Task instructions
Rewrite the rows from the line with "sky visible in" to the line with "[388, 846, 429, 865]", switching "Verify this claim" to "Confirm this claim" and leaving everything else unchanged.

━━━ Recorded data ━━━

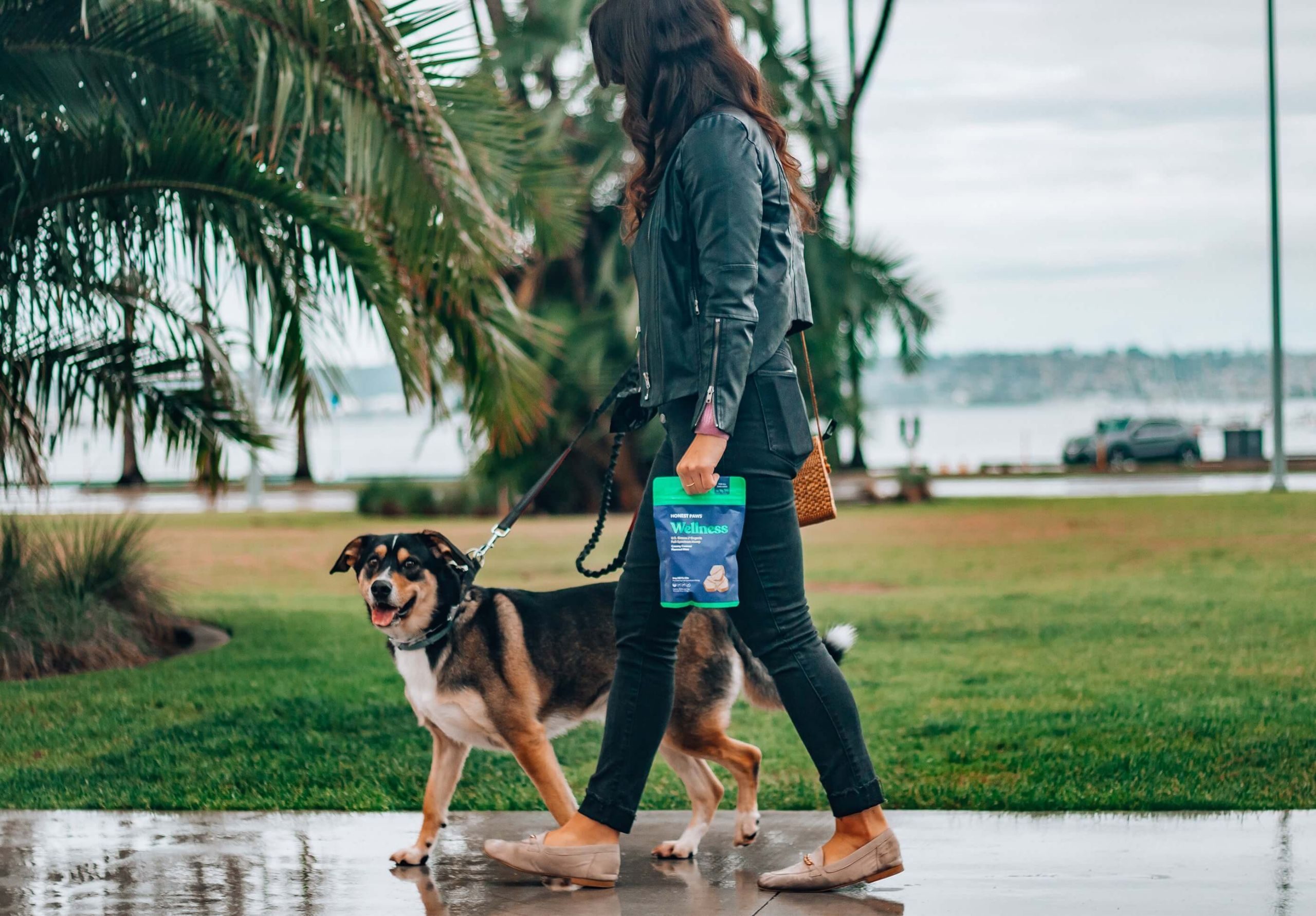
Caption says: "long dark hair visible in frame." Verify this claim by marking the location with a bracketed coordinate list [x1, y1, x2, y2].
[590, 0, 817, 240]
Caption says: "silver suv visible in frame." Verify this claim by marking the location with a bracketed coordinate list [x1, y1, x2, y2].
[1062, 417, 1201, 470]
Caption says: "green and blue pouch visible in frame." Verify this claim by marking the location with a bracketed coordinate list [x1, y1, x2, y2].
[654, 476, 745, 608]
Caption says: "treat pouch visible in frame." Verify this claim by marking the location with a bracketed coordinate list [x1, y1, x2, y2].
[654, 476, 745, 608]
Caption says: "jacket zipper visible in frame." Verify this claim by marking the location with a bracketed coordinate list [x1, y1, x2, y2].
[696, 318, 722, 424]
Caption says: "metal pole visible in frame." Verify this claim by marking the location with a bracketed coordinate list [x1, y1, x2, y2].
[1266, 0, 1288, 494]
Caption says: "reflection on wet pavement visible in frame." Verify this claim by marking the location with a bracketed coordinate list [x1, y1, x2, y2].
[0, 811, 1316, 916]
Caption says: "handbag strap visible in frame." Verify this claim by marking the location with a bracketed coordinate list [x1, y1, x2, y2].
[800, 330, 822, 442]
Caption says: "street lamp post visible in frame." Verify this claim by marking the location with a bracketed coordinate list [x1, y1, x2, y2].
[1266, 0, 1287, 494]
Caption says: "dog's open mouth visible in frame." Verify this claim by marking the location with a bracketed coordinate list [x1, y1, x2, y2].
[370, 598, 416, 626]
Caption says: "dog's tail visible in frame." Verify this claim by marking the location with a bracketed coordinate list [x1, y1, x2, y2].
[726, 620, 858, 709]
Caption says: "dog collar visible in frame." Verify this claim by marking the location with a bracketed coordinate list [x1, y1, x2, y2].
[388, 604, 462, 652]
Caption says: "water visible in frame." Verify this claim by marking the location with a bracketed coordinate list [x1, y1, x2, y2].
[38, 398, 1316, 483]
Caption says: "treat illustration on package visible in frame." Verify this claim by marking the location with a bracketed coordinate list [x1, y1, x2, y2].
[704, 563, 732, 592]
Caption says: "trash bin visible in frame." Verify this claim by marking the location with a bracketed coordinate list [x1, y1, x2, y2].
[1225, 429, 1265, 461]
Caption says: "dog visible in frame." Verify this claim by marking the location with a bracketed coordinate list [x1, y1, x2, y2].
[331, 530, 854, 866]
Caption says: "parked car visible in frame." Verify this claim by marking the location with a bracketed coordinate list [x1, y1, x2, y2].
[1061, 417, 1201, 470]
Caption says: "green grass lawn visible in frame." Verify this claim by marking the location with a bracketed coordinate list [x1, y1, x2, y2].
[0, 495, 1316, 811]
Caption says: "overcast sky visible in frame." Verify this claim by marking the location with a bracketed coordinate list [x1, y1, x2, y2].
[778, 0, 1316, 353]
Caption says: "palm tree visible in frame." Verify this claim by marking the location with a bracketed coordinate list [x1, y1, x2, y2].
[475, 0, 936, 500]
[0, 0, 575, 482]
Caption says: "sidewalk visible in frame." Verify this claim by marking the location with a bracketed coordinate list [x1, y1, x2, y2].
[0, 811, 1316, 916]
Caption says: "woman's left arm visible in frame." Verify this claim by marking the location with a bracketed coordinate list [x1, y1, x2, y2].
[677, 113, 763, 434]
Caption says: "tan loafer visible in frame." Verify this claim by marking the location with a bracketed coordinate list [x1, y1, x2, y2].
[484, 833, 621, 887]
[758, 831, 904, 891]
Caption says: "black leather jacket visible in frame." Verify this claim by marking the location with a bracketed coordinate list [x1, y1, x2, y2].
[630, 106, 813, 433]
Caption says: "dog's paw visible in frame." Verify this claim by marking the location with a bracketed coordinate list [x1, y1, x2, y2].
[732, 811, 758, 846]
[654, 840, 699, 858]
[388, 846, 429, 865]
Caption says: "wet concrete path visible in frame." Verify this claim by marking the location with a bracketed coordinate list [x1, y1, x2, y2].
[0, 811, 1316, 916]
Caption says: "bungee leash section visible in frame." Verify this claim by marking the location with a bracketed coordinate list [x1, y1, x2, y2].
[390, 363, 655, 652]
[463, 363, 654, 576]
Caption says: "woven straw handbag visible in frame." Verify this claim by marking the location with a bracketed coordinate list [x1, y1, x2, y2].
[795, 332, 836, 528]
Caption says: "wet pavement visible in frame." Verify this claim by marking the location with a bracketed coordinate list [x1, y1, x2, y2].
[0, 811, 1316, 916]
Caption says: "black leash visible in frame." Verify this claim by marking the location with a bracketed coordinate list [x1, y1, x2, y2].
[392, 363, 654, 652]
[467, 363, 654, 568]
[576, 433, 638, 579]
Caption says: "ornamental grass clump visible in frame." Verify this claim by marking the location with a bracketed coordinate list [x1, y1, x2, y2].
[0, 518, 176, 680]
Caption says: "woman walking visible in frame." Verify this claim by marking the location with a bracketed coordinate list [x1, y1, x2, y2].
[484, 0, 903, 891]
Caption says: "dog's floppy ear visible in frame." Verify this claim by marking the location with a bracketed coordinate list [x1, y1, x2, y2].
[329, 534, 366, 575]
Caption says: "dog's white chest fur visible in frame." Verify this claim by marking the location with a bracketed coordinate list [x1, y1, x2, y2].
[393, 652, 508, 750]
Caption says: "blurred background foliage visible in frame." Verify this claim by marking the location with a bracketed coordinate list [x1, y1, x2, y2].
[0, 0, 937, 511]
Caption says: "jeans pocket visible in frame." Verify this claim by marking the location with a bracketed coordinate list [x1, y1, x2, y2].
[754, 370, 813, 470]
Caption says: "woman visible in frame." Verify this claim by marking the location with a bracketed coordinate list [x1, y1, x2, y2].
[484, 0, 903, 891]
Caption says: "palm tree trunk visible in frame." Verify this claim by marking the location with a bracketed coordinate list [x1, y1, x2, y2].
[192, 234, 220, 496]
[292, 384, 315, 483]
[115, 303, 146, 487]
[845, 321, 869, 469]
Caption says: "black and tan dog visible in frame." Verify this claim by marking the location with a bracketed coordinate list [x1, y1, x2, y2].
[331, 532, 854, 865]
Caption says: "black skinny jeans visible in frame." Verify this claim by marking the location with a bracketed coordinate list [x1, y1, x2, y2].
[580, 345, 883, 833]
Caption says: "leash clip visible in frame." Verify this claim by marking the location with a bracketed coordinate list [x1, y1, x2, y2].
[467, 525, 508, 566]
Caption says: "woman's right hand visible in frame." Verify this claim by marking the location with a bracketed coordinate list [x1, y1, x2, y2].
[677, 433, 726, 496]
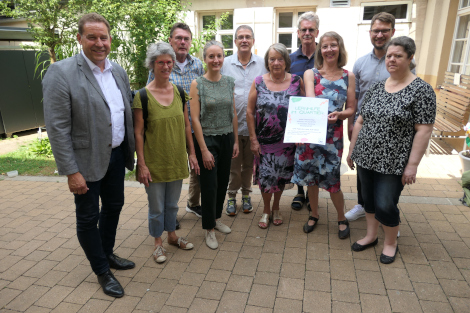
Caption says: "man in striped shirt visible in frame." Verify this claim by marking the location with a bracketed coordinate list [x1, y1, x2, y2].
[147, 23, 204, 229]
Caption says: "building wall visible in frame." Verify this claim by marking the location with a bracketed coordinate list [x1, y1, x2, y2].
[187, 0, 430, 75]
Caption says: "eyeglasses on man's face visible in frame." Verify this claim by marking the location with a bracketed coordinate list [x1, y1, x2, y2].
[300, 28, 316, 34]
[370, 28, 392, 35]
[237, 35, 253, 40]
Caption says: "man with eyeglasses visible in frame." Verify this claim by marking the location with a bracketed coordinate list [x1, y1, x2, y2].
[147, 23, 204, 229]
[345, 12, 415, 225]
[289, 11, 320, 210]
[221, 25, 267, 216]
[289, 11, 320, 78]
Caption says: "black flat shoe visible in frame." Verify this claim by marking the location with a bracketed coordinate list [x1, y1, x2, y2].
[338, 220, 350, 239]
[290, 193, 305, 211]
[98, 270, 124, 298]
[351, 238, 379, 252]
[304, 216, 318, 234]
[106, 253, 135, 270]
[380, 245, 398, 264]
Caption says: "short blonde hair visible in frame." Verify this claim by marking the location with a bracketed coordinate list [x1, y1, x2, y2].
[315, 32, 348, 69]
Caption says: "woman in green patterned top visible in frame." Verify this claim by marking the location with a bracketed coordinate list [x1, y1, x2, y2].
[189, 40, 238, 249]
[132, 42, 199, 263]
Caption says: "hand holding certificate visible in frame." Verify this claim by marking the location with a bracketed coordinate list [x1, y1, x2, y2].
[284, 97, 329, 145]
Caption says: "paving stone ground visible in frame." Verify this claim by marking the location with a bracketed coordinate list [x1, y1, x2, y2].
[0, 135, 470, 313]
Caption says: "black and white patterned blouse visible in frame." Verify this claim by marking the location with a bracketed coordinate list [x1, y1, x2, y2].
[351, 77, 436, 175]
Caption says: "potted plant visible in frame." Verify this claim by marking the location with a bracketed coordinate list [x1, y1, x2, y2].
[459, 122, 470, 173]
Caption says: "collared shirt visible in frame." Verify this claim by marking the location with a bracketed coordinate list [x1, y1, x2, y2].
[289, 45, 315, 79]
[81, 50, 126, 148]
[147, 54, 204, 133]
[353, 49, 416, 119]
[221, 54, 268, 136]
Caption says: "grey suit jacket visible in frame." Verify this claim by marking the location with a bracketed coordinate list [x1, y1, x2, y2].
[42, 54, 135, 182]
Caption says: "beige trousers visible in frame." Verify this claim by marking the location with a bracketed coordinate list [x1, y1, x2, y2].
[227, 135, 253, 198]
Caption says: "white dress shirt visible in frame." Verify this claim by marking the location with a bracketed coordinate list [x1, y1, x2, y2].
[81, 50, 126, 148]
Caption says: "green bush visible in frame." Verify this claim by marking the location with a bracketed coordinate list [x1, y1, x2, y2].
[29, 138, 54, 158]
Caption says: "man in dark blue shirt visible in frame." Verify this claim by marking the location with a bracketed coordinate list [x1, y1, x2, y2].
[289, 11, 320, 210]
[289, 12, 320, 79]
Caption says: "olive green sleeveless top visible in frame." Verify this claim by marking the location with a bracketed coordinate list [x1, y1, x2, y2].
[196, 75, 235, 136]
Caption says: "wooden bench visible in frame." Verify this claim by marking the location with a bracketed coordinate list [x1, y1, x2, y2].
[426, 72, 470, 155]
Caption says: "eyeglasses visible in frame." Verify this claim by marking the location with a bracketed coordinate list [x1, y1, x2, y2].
[300, 28, 316, 34]
[237, 35, 253, 40]
[175, 36, 191, 41]
[370, 28, 392, 35]
[155, 61, 173, 67]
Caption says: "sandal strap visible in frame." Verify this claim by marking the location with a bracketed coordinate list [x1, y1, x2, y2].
[308, 215, 319, 222]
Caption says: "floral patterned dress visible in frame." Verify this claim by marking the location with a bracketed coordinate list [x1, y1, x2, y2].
[292, 68, 349, 192]
[253, 74, 301, 193]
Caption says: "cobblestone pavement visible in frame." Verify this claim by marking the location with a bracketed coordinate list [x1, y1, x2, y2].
[0, 149, 470, 313]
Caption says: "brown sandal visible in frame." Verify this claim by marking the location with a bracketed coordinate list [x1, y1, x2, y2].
[168, 237, 194, 250]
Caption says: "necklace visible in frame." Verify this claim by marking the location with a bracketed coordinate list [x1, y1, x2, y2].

━━━

Task output
Caption says: "overcast sky visible in frame." Confirm this claim by marking the location with a bracketed coordinate list [x1, y1, x2, y2].
[778, 0, 1316, 353]
Caption says: "palm tree visible in frame." Confirm this claim by marking the location with a bracketed coordinate list [x1, y1, x2, y2].
[475, 0, 936, 500]
[0, 0, 575, 482]
Caption says: "sidewalk visible in frame." Confirm this claim by marking the location with a bracketed coordinate list [x1, y1, x2, y2].
[0, 811, 1316, 916]
Caption says: "woman's left arm visible in frame." Confirm this claim by marking the location with a bracketed coordinate list [x1, y1, x2, y2].
[677, 113, 763, 434]
Caption says: "tan loafer visible in frame." Confirm this claim by marking the location with a bracketed coordinate list [x1, y1, x2, y2].
[484, 833, 621, 887]
[758, 831, 904, 891]
Caption says: "black leather jacket visible in frame." Confirm this claim by marking the location with a bracketed coordinate list [x1, y1, x2, y2].
[630, 106, 813, 433]
Caption says: "dog's paw visible in frame." Confirm this claim by marking the location with a bracketed coordinate list [x1, y1, x2, y2].
[732, 811, 758, 846]
[654, 840, 699, 858]
[388, 846, 429, 865]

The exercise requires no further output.